• [Task objective]: Please extend the excerpt below on layer-by-layer model rectification, picking up after its final line.

[Opening Document extract section]

3. Dynamic Model Rectification Framework: Surfacing Bottlenecks Layer-by-Layer (Algorithm 1)

Editing a single layer is often insufficient. After modifying one layer, the model's overall state changes, and layers previously ranked second or third may become the new primary bottlenecks. Consequently, instead of a one-time operation, localization and editing are placed in a while loop. Each round checks if the prediction gap \(\delta^* = f(x) - f(\tilde{x})\) exceeds target \(\delta\) and if cumulative performance degradation \(\epsilon^*\) is within budget. If so, Design 2 re-locates the suspect layer, performs \(T\) epochs of rank-one editing, and evaluates the result. If degradation is acceptable, the edit is kept for the next round; otherwise, it is rolled back. This allows the multi-layer repair path to be "gradually explored" rather than pre-specified. The dynamic version is more stable across all scenarios than the static version (CIFAR-10 Backdoor, \(n=1\): ASR 2.57→1.34, OA 92.93→93.65).

Loss & Training

The individual rank-one edit targeting a constrained least-squares problem: \(\min_\Lambda \|v^* - f_l(k^*; W')\|\) under the constraint \(W' = W + \Lambda(C^{-1}k^*)^T\). Here \(k^*\) is the feature key of the corrupted sample in that layer, \(v^*\) is the desired clean output value, and \(C = KK^T\) is the second-moment statistic of the training keys. The update is an outer product of two vectors, making it strictly rank-one with a closed-form solution, which is the source of its data efficiency and low overhead. In the dynamic framework, after \(T\) epochs per round, the performance degradation \(\zeta\) is measured to decide whether to retain or rollback the update.

Key Experimental Results

Main Results

Table 1: Backdoor Attack Repair (CIFAR-10 & ImageNet)

Method # Samples CIFAR-10 OA↑ CIFAR-10 ASR↓ ImageNet OA↑ ImageNet ASR↓
Trojaned model - 93.67 99.94 69.05 87.24
Fine-tune 1 90.83 73.07 65.95 79.91
Fine-tune 20 91.58 13.22 68.42 21.86
P-ClArC 20 89.97 6.21 65.42 8.09
A-ClArC 20 92.53 6.32 67.17 8.73
Stat. rectifying 1 92.93 2.57 67.87 3.01
Dyn. rectifying 1 93.65 1.34 66.77 1.61
Dyn. rectifying 20 93.61 0.26 68.84 0.12

Table 4: Spurious Correlation Mitigation (CIFAR-10 & ImageNet, Spurious column represents relative bias to Clean ↓)

Method # Samples CIFAR-10 Overall↑ Clean↑ Spurious Bias↓ ImageNet Overall↑ Clean↑ Spurious Bias↓
Benign model - 94.00 94.42 +5.58 69.04 81.25 +10.41
A-ClArC 20 92.41 76.77 +2.57 67.01 75.66 +6.59
P-ClArC 20 88.29 16.89 +0.23 66.84 8.32 +2.59
Dyn. rectifying 1 92.93 94.29 +1.86 67.50 81.66 +4.17
Dyn. rectifying 20 93.99 94.30 +0.12 68.94 81.25 +2.08

Table 5: Feature Leakage Mitigation (BlockMNIST)

[Closing Document extract section]
[Opening Data extract section]

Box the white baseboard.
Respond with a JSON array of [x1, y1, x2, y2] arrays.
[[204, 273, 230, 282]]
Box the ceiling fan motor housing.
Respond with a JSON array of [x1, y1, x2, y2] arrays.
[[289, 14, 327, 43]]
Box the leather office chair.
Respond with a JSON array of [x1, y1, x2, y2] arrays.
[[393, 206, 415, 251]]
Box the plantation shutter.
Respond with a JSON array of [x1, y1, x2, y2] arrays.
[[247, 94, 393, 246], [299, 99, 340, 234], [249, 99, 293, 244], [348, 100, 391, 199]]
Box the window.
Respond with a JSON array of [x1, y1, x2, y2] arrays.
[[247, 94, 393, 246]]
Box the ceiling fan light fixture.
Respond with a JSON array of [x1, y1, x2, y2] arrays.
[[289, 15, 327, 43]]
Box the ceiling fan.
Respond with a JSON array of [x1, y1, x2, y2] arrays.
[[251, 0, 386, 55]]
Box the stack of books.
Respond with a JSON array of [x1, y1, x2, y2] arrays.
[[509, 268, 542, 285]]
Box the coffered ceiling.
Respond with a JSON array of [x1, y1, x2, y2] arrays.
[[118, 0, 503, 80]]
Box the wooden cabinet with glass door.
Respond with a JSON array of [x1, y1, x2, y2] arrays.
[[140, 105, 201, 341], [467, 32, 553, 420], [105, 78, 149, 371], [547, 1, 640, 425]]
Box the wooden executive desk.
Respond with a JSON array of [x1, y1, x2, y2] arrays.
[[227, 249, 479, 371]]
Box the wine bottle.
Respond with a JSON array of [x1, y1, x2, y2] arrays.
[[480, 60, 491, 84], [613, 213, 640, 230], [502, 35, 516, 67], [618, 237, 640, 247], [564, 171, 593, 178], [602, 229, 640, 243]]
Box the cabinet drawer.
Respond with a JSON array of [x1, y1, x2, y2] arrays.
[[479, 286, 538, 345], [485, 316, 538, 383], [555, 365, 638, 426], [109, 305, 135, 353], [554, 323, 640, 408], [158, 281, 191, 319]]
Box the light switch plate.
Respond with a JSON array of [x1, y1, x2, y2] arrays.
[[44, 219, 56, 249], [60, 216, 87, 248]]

[Closing Data extract section]

• [Reply]:
Method # Samples Accuracy↑ Feature Leakage↓
Benign model - 99.17 3.597
IG-SUM Reg - 94.14 3.417
Fine-tune 20 98.67 2.929
Stat. rectifying 1 98.97 2.655
Dyn. rectifying 1 99.03 2.417

Ablation Study

Static vs Dynamic Rectification (CIFAR-10 Backdoor, \(n=1\))

Config OA↑ ASR↓ Description
Patched model (n=20) 89.70 12.19 Neuron pruning, OA loss
Static rectifying (n=1) 92.93 2.57 Edit last layer only
Dynamic rectifying (n=1) 93.65 1.34 Attribution localization + Iterative editing

Key Findings

  • Extreme Data Efficiency: With only 1 clean sample, dynamic rectification reduces ASR from 99.94% to 1.34% on CIFAR-10 while keeping OA nearly constant (93.67→93.65).
  • Dynamic Superiority: Dynamic rectification consistently outperforms static rectification (last-layer only) across all scenarios, validating the necessity of attribution-guided localization.
  • Cross-Trigger Generalization: Repairing with triggers of specific visibility/locations generalizes well to others (visibility 0.3-1.0; locations TL/C/BL/BR).
  • Unified Effectiveness: The same framework performs exceptionally across backdoors, spurious correlations, and feature leakage, demonstrating robust generalization.
  • Real-world Validation: On the ISIC skin lesion dataset, 10 manual clean samples reduced spurious bias from +26.00 to +1.50, far exceeding A-ClArC and fine-tuning.
  • Cost of P-ClArC: While P-ClArC reduces spurious bias, it causes Clean accuracy to collapse (94.42→16.89 on CIFAR-10), an issue absent in Ours.

Highlights & Insights

  • Theoretical-Empirical Loop: Propositions for Rectifiability and Span-Aligned Control rigorously prove why 1 sample is sufficient—corrupted keys exist within the training span (no residual) and paired supervision eliminates estimation error.
  • "Attribution × Edit Direction" Signal: Instead of using raw attribution (importance), projecting onto the rank-one direction measures "how much unreliability can be reduced by editing this layer"—aligning intuition with first-order descent coefficients.
  • No Inference Overhead: Unlike P-ClArC/A-ClArC which add artifact modules, this method directly edits weights, leaving model architecture and inference cost unchanged.
  • Explainability Evidence: IG heatmaps on BlockMNIST show that the benign model attributes to null patches (leakage), while the rectified model concentrates attribution on the digit region (Fig. 5).

Limitations & Future Work

  • Paired Data Requirement: Rectification assumes the corrupted sample is known and its clean version is available; practical use might require prior backdoor detection steps.
  • Linear Association Assumption: Rank-one editing treats layers as linear associative memories, which may be less accurate for highly nonlinear layers.
  • Task Scope: Applicability to object detection, segmentation, or generation has not been explored.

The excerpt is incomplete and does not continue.